**PROMPT**
Except for the pictures, retype the records that follow exactly.

**DATA EXTRACT**

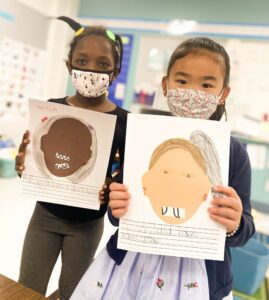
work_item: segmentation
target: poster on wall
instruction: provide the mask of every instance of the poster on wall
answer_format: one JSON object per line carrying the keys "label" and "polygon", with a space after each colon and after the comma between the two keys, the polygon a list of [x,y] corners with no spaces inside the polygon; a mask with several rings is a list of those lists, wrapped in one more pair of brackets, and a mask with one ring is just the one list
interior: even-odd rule
{"label": "poster on wall", "polygon": [[1,105],[20,111],[29,98],[40,99],[45,63],[44,50],[9,38],[0,40]]}
{"label": "poster on wall", "polygon": [[212,187],[228,183],[229,145],[224,122],[129,115],[124,183],[131,199],[118,247],[223,260],[226,230],[208,208]]}
{"label": "poster on wall", "polygon": [[22,192],[37,201],[98,210],[116,116],[29,100],[31,143]]}
{"label": "poster on wall", "polygon": [[123,43],[123,58],[121,71],[117,79],[112,83],[109,88],[108,98],[113,101],[118,106],[122,107],[124,99],[126,96],[127,81],[128,81],[128,71],[132,55],[133,47],[133,35],[124,34],[121,35]]}

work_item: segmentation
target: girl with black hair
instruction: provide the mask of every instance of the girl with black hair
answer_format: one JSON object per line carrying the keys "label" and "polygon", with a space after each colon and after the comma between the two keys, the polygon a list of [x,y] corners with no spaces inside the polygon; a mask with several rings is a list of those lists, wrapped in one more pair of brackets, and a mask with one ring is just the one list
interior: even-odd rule
{"label": "girl with black hair", "polygon": [[[48,101],[117,116],[107,184],[100,192],[103,195],[100,210],[37,202],[25,236],[19,282],[45,295],[50,275],[61,253],[59,297],[67,300],[91,263],[102,237],[103,217],[107,210],[105,191],[108,182],[112,181],[112,164],[117,151],[120,167],[123,165],[127,111],[107,98],[109,86],[121,70],[123,47],[120,36],[104,27],[82,27],[68,17],[58,19],[75,31],[66,65],[76,94]],[[25,168],[29,142],[30,133],[26,131],[16,157],[19,174]],[[120,182],[121,174],[113,180]]]}
{"label": "girl with black hair", "polygon": [[[230,91],[229,75],[229,56],[221,45],[204,37],[181,43],[173,52],[162,80],[163,94],[171,114],[175,117],[220,120]],[[226,228],[224,260],[125,251],[117,248],[116,232],[82,277],[72,300],[233,299],[230,247],[244,245],[255,232],[250,205],[248,154],[245,147],[231,137],[229,180],[228,186],[224,186],[219,177],[218,160],[212,155],[214,151],[211,151],[207,137],[198,131],[191,136],[191,141],[206,161],[213,158],[210,165],[214,168],[208,170],[213,195],[209,200],[212,205],[208,214]],[[177,157],[174,160],[175,164],[178,163]],[[160,168],[156,167],[155,171],[159,172]],[[175,194],[170,182],[165,187]],[[118,225],[118,219],[126,214],[130,198],[126,185],[110,185],[112,224]],[[178,202],[181,200],[178,199]]]}

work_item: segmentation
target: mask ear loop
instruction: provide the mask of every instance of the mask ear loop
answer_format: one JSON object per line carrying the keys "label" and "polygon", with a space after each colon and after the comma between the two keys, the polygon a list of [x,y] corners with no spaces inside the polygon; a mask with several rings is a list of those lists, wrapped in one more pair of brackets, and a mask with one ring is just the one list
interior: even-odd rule
{"label": "mask ear loop", "polygon": [[[219,104],[218,105],[222,105],[222,106],[224,106],[225,105],[225,100],[222,100],[221,98],[222,98],[222,96],[223,96],[223,94],[224,94],[224,89],[222,90],[222,92],[221,92],[221,94],[219,95]],[[225,108],[225,106],[224,106],[224,115],[225,115],[225,122],[227,122],[227,112],[226,112],[226,108]]]}
{"label": "mask ear loop", "polygon": [[166,77],[165,79],[165,82],[166,82],[166,98],[167,98],[167,93],[168,93],[168,90],[169,90],[169,87],[168,87],[168,78]]}
{"label": "mask ear loop", "polygon": [[218,96],[218,100],[219,100],[219,105],[224,105],[224,100],[222,100],[222,96],[224,94],[224,89],[221,91],[220,95]]}

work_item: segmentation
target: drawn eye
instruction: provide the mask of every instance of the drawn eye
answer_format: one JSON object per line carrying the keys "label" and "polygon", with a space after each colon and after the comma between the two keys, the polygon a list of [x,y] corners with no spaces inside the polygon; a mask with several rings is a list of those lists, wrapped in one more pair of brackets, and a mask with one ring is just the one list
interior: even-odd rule
{"label": "drawn eye", "polygon": [[182,175],[186,178],[192,178],[192,175],[190,173],[182,173]]}
{"label": "drawn eye", "polygon": [[170,173],[172,173],[172,170],[170,170],[170,169],[161,169],[160,172],[162,174],[170,174]]}

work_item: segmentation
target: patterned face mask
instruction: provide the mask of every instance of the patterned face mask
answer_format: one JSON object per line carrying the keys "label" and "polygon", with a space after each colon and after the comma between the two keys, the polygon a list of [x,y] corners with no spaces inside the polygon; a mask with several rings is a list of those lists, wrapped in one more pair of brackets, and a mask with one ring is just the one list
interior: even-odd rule
{"label": "patterned face mask", "polygon": [[195,89],[168,89],[167,103],[171,113],[177,117],[209,119],[215,112],[221,96]]}
{"label": "patterned face mask", "polygon": [[[113,71],[112,71],[113,72]],[[109,74],[72,69],[72,84],[84,97],[97,98],[107,92]]]}

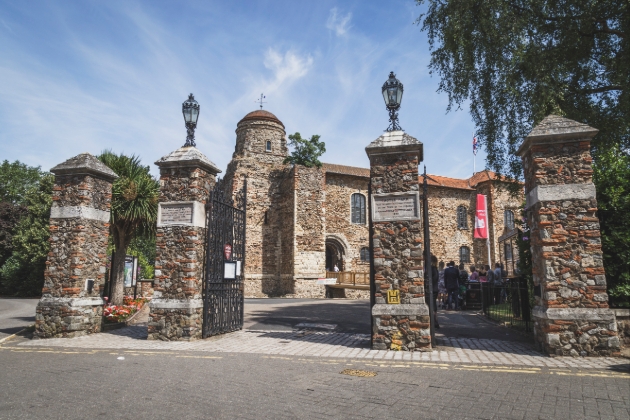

**YOUR RESPONSE**
work_item: segmentation
target: poster on wall
instruction: provide the mask of every instance of the poster on wall
answer_format: one JSON object per line carrying the keys "label" and "polygon", with a space after each colon and after the comma between the two keys, the polygon a list of [x,y] corners with no spaces inside the polygon; a mask with several rings is a list of those lists, wrapped in one more pair of brackets, and a mask with one ring is just the one list
interior: even-odd rule
{"label": "poster on wall", "polygon": [[1,105],[20,111],[29,98],[40,99],[45,63],[44,50],[9,38],[0,40]]}
{"label": "poster on wall", "polygon": [[212,187],[228,183],[229,145],[224,122],[129,115],[124,183],[131,199],[118,247],[223,260],[226,230],[208,208]]}
{"label": "poster on wall", "polygon": [[22,192],[37,201],[98,210],[116,116],[29,100],[31,143]]}
{"label": "poster on wall", "polygon": [[123,43],[123,58],[121,71],[117,79],[112,83],[109,88],[108,98],[113,101],[118,106],[122,107],[124,99],[126,96],[127,81],[128,81],[128,71],[132,55],[133,47],[133,35],[124,34],[121,35]]}

work_item: segmentation
target: girl with black hair
instruction: provide the mask of every instance of the girl with black hair
answer_format: one JSON object per line carrying the keys "label" and "polygon", with a space after each colon and after the comma between the two keys, the polygon a list of [x,y] corners with no spaces inside the polygon; a mask with several rings is a list of those lists, wrapped in one more pair of brackets, and a mask with one ring is just the one list
interior: even-odd rule
{"label": "girl with black hair", "polygon": [[[48,101],[117,116],[107,184],[100,192],[103,195],[100,210],[37,202],[25,236],[19,282],[45,295],[50,275],[61,253],[59,297],[67,300],[91,263],[102,237],[103,217],[107,210],[105,191],[108,182],[112,181],[112,164],[117,151],[120,167],[123,165],[127,111],[107,98],[109,86],[121,70],[123,47],[120,36],[104,27],[82,27],[68,17],[58,19],[75,31],[66,65],[76,94]],[[25,168],[29,142],[30,133],[26,131],[16,157],[19,174]],[[120,182],[121,174],[113,180]]]}
{"label": "girl with black hair", "polygon": [[[230,91],[229,75],[229,56],[221,45],[204,37],[181,43],[173,52],[162,80],[163,94],[171,114],[175,117],[220,120]],[[226,228],[224,260],[125,251],[117,248],[116,232],[82,277],[72,300],[233,299],[230,247],[244,245],[255,232],[250,205],[248,154],[245,147],[231,137],[229,180],[228,186],[224,186],[219,177],[218,160],[212,155],[214,151],[211,151],[207,137],[198,131],[191,136],[191,141],[206,161],[213,158],[210,165],[214,168],[208,170],[213,195],[209,200],[212,205],[208,214]],[[177,157],[174,160],[175,164],[178,163]],[[160,168],[156,167],[155,171],[159,172]],[[175,194],[170,182],[165,187]],[[118,225],[118,219],[126,214],[130,198],[126,185],[110,185],[112,224]],[[178,202],[181,200],[178,199]]]}

work_item: segmentation
target: mask ear loop
instruction: provide the mask of every instance of the mask ear loop
answer_format: one JSON object per line carrying the keys "label" and "polygon", with a space after each colon and after the comma between the two keys, the polygon a list of [x,y] corners with no spaces inside the polygon; a mask with several rings is a list of those lists, wrapped in one more pair of brackets, and a mask with one ring is just the one list
interior: even-odd rule
{"label": "mask ear loop", "polygon": [[[219,104],[218,105],[222,105],[222,106],[224,106],[225,105],[225,100],[222,100],[221,98],[222,98],[222,96],[223,96],[223,94],[224,94],[224,89],[222,90],[222,92],[221,92],[221,94],[219,95]],[[225,108],[225,106],[224,106],[224,115],[225,115],[225,122],[227,122],[227,112],[226,112],[226,108]]]}
{"label": "mask ear loop", "polygon": [[166,77],[165,79],[165,82],[166,82],[166,98],[167,98],[167,93],[168,93],[168,90],[169,90],[169,87],[168,87],[168,78]]}
{"label": "mask ear loop", "polygon": [[218,96],[218,100],[219,100],[219,105],[224,105],[224,100],[222,100],[222,96],[224,94],[224,89],[221,91],[220,95]]}

work_item: segmentation
target: drawn eye
instruction: provide the mask of every instance of the drawn eye
answer_format: one JSON object per line carrying the keys "label" and "polygon", with a space after each colon and after the comma between the two keys, the polygon a list of [x,y] corners with no spaces inside the polygon; a mask with several rings is a list of those lists, wrapped in one more pair of brackets, and a mask with one ring is just the one list
interior: even-odd rule
{"label": "drawn eye", "polygon": [[182,175],[186,178],[192,178],[192,175],[190,173],[182,173]]}
{"label": "drawn eye", "polygon": [[170,173],[172,173],[172,170],[170,170],[170,169],[161,169],[160,172],[162,174],[170,174]]}

work_item: segmentation
target: patterned face mask
instruction: provide the mask of every instance of the patterned face mask
answer_format: one JSON object per line carrying the keys "label" and "polygon", with a space after each colon and after the comma between the two keys, the polygon a list of [x,y] corners with no spaces inside the polygon; a mask with several rings is a list of those lists, wrapped in one more pair of brackets, and a mask with one ring is just the one list
interior: even-odd rule
{"label": "patterned face mask", "polygon": [[195,89],[168,89],[167,103],[171,113],[177,117],[209,119],[215,112],[221,96]]}
{"label": "patterned face mask", "polygon": [[[113,71],[112,71],[113,72]],[[109,74],[72,69],[72,84],[84,97],[97,98],[107,92]]]}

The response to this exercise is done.